### REQUIREMENT:
Arrange the material as a Markdown table with the columns Row and Line, starting at its first line and ending at the line that contains "99L219 101L212 103L218", with blank lines omitted. Leave the pictures out of the table.

(Extracted records)
— begin —
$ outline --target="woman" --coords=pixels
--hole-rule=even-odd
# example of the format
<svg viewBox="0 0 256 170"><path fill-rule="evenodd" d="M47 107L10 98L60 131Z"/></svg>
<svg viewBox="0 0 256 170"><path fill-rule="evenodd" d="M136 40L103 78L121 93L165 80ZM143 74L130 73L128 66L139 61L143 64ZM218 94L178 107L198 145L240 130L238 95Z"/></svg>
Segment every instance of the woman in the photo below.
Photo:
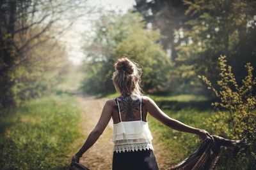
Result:
<svg viewBox="0 0 256 170"><path fill-rule="evenodd" d="M114 124L113 169L158 169L151 143L153 138L147 121L148 113L175 130L197 134L202 139L212 138L204 130L170 118L152 99L142 96L141 72L136 62L121 57L117 59L115 68L112 80L120 96L106 103L99 122L73 160L79 162L102 134L111 118Z"/></svg>

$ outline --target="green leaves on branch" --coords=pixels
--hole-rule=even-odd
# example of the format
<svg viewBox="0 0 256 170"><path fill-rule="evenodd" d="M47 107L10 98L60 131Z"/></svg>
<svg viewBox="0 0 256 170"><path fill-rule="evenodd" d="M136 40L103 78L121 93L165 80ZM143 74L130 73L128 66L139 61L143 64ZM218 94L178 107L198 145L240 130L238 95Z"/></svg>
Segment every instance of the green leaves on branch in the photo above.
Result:
<svg viewBox="0 0 256 170"><path fill-rule="evenodd" d="M219 99L219 101L212 103L218 109L218 113L209 118L207 124L211 125L215 133L231 139L247 140L255 146L256 77L253 75L253 67L250 63L245 66L247 76L239 84L236 80L232 67L227 64L226 57L221 55L218 59L220 80L218 81L218 87L214 87L207 77L198 76ZM256 159L252 156L255 155L255 149L253 149L244 159L249 161L247 165L249 167L255 165ZM244 157L242 156L242 159Z"/></svg>

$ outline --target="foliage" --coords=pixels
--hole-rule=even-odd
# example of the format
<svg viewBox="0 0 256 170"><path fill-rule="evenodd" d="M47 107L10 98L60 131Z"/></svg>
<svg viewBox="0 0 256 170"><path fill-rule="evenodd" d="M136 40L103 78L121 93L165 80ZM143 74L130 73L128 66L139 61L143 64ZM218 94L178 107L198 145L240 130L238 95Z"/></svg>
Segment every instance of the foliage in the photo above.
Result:
<svg viewBox="0 0 256 170"><path fill-rule="evenodd" d="M196 87L200 85L196 75L203 74L214 84L219 78L217 56L224 54L230 57L231 66L236 68L234 73L241 80L244 76L243 66L248 62L253 66L256 63L255 2L184 2L188 6L186 14L194 19L175 33L180 40L174 62L177 80L185 74L181 81Z"/></svg>
<svg viewBox="0 0 256 170"><path fill-rule="evenodd" d="M132 24L131 24L132 23ZM85 46L85 78L83 89L86 93L113 92L111 76L115 59L129 56L142 67L143 90L154 93L167 90L171 63L162 47L156 43L157 31L145 29L138 13L118 15L109 13L95 24L96 31Z"/></svg>
<svg viewBox="0 0 256 170"><path fill-rule="evenodd" d="M77 17L77 2L0 1L0 109L51 92L61 79L68 60L56 38Z"/></svg>
<svg viewBox="0 0 256 170"><path fill-rule="evenodd" d="M1 169L67 169L79 138L74 98L51 96L1 113Z"/></svg>
<svg viewBox="0 0 256 170"><path fill-rule="evenodd" d="M212 104L218 108L219 113L209 118L207 124L211 124L217 134L234 139L246 140L254 146L248 157L241 153L241 159L236 161L239 162L237 166L243 167L243 169L250 169L256 165L256 78L253 75L253 68L250 63L246 65L248 74L243 80L241 85L239 85L232 73L232 67L227 64L226 57L221 55L219 62L221 78L217 82L218 89L214 87L207 78L199 76L208 89L220 99ZM227 159L229 161L226 160L225 164L234 161L232 157ZM244 160L246 165L242 163ZM232 167L232 165L229 166Z"/></svg>
<svg viewBox="0 0 256 170"><path fill-rule="evenodd" d="M204 96L180 95L175 96L150 96L157 106L169 117L178 120L187 125L205 129L211 133L204 123L205 120L211 117L216 112L211 108L201 110L202 103L205 99ZM199 104L194 104L195 101ZM186 103L186 104L184 104ZM169 107L166 107L168 105ZM190 106L185 108L184 105ZM157 144L164 151L162 153L164 155L161 159L164 160L164 168L175 165L182 160L186 159L189 155L193 153L202 141L196 135L184 133L172 129L157 121L152 117L148 117L149 128L152 136L152 142L157 141ZM159 151L161 152L161 151Z"/></svg>

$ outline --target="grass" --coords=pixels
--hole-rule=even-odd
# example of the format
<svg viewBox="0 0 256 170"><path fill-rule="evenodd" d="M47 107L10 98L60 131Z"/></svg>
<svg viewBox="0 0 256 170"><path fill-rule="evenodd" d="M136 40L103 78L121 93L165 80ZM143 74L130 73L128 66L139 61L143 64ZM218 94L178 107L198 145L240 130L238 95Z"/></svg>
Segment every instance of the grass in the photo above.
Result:
<svg viewBox="0 0 256 170"><path fill-rule="evenodd" d="M79 138L74 98L52 96L1 113L1 169L67 169Z"/></svg>

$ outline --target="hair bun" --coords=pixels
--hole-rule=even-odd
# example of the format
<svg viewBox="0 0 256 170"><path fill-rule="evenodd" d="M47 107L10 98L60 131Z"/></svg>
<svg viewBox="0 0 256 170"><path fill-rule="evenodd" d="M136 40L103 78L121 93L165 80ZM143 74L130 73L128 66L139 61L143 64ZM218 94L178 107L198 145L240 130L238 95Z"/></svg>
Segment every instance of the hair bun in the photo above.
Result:
<svg viewBox="0 0 256 170"><path fill-rule="evenodd" d="M117 60L115 66L116 70L124 71L129 74L131 74L134 71L134 64L127 58L120 58Z"/></svg>

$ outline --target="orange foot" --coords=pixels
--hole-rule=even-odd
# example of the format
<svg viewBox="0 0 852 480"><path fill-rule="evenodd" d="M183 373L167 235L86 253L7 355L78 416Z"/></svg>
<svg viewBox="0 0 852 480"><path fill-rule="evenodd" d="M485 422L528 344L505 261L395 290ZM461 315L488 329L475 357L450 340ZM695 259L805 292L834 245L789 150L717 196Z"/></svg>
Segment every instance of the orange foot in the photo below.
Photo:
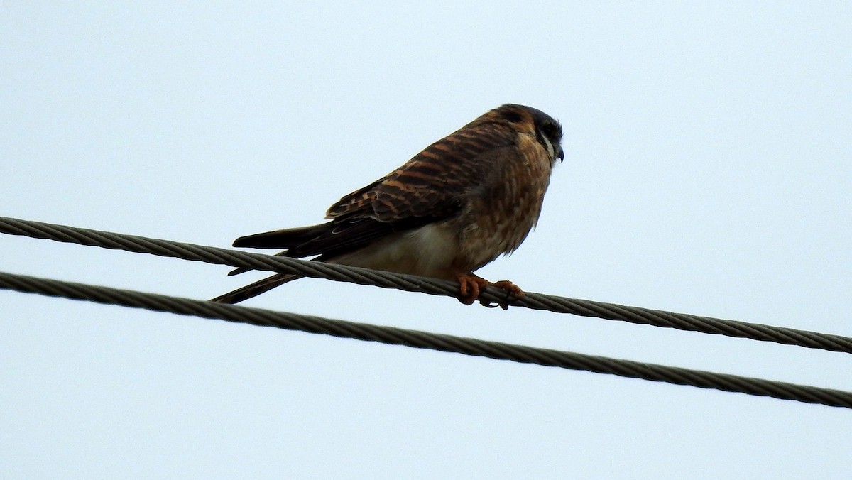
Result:
<svg viewBox="0 0 852 480"><path fill-rule="evenodd" d="M521 290L518 286L509 281L508 280L501 280L496 283L492 283L484 278L475 275L474 274L457 274L456 280L458 280L458 301L466 304L471 305L473 303L479 298L480 293L487 286L496 286L498 288L502 288L506 291L506 298L497 304L500 308L506 310L509 309L509 300L517 300L524 297L523 290ZM480 300L480 304L486 307L495 307L497 305L492 305L485 300Z"/></svg>

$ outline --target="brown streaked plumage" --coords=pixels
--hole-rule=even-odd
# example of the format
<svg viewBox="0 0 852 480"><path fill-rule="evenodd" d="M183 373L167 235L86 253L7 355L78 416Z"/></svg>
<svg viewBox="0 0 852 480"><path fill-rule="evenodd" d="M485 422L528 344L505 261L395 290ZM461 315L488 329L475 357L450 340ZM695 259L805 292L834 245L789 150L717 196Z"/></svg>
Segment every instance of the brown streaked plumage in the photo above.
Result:
<svg viewBox="0 0 852 480"><path fill-rule="evenodd" d="M455 280L467 304L488 285L520 298L511 282L492 284L473 272L515 252L535 227L550 171L563 157L561 136L544 112L504 105L342 198L326 211L329 222L240 237L233 246ZM212 301L236 304L297 278L276 274Z"/></svg>

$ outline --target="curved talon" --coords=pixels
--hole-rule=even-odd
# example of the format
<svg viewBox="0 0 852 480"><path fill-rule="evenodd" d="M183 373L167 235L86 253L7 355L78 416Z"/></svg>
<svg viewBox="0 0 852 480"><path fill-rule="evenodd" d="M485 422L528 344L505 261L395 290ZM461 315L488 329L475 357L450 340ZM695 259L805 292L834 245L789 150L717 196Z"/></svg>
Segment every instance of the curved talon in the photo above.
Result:
<svg viewBox="0 0 852 480"><path fill-rule="evenodd" d="M502 302L498 302L497 304L492 304L490 302L485 300L480 300L480 304L482 304L489 309L494 307L500 307L504 310L509 309L509 302L514 302L515 300L520 300L524 298L524 291L521 290L521 287L515 285L514 283L509 281L508 280L501 280L500 281L489 283L492 286L496 286L498 288L502 288L506 291L506 298L504 298Z"/></svg>
<svg viewBox="0 0 852 480"><path fill-rule="evenodd" d="M479 298L482 290L487 286L496 286L506 291L505 299L494 304L492 304L491 302L480 299L480 304L488 308L499 306L501 309L508 310L509 302L524 297L524 291L508 280L501 280L500 281L492 283L473 274L458 274L456 275L456 280L458 280L458 301L465 305L472 305Z"/></svg>
<svg viewBox="0 0 852 480"><path fill-rule="evenodd" d="M479 298L480 292L488 286L488 280L473 274L458 274L458 301L465 305L472 305Z"/></svg>

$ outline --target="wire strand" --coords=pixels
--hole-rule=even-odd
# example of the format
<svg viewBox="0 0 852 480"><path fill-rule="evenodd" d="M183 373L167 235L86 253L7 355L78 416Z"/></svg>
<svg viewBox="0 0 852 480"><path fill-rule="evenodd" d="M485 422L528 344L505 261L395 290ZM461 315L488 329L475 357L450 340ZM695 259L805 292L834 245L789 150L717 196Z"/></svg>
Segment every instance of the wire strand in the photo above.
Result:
— end —
### COMPLETED TASK:
| Row | Line |
|---|---|
| 1 | $ outline --target="woman" --coords=pixels |
| 2 | --hole-rule=even-odd |
| 3 | # example of the format |
| 4 | <svg viewBox="0 0 256 170"><path fill-rule="evenodd" d="M47 107L10 98L60 131Z"/></svg> |
| 5 | <svg viewBox="0 0 256 170"><path fill-rule="evenodd" d="M136 40L103 78L121 93L165 80ZM143 74L130 73L128 66L139 61L143 64ZM218 94L178 107L198 145L240 130L238 95Z"/></svg> |
| 6 | Segment every instance of the woman in the photo below. |
| 7 | Photo: |
| 8 | Result: |
| 9 | <svg viewBox="0 0 256 170"><path fill-rule="evenodd" d="M114 124L113 169L158 169L151 143L153 138L147 121L148 113L175 130L197 134L202 139L212 138L204 130L170 118L152 99L142 96L141 72L136 62L121 57L117 59L115 68L112 80L120 96L106 103L99 122L73 160L79 162L102 134L111 118Z"/></svg> |
| 10 | $ outline --target="green leaves on branch" --coords=pixels |
| 11 | --hole-rule=even-odd |
| 12 | # example of the format |
| 13 | <svg viewBox="0 0 256 170"><path fill-rule="evenodd" d="M47 107L10 98L60 131Z"/></svg> |
| 14 | <svg viewBox="0 0 256 170"><path fill-rule="evenodd" d="M136 40L103 78L121 93L165 80ZM143 74L130 73L128 66L139 61L143 64ZM218 94L178 107L198 145L240 130L238 95Z"/></svg> |
| 15 | Segment every instance of the green leaves on branch in the photo above. |
| 16 | Result: |
| 17 | <svg viewBox="0 0 256 170"><path fill-rule="evenodd" d="M219 99L219 101L212 103L218 109L218 113L209 118L207 124L211 125L215 133L231 139L247 140L255 146L256 77L253 75L253 67L250 63L245 66L247 76L239 84L236 80L232 67L227 64L226 57L221 55L218 59L220 80L218 81L218 87L214 87L207 77L198 76ZM256 159L252 156L255 155L255 149L253 149L244 159L249 161L247 165L249 167L255 165ZM244 157L242 156L242 159Z"/></svg> |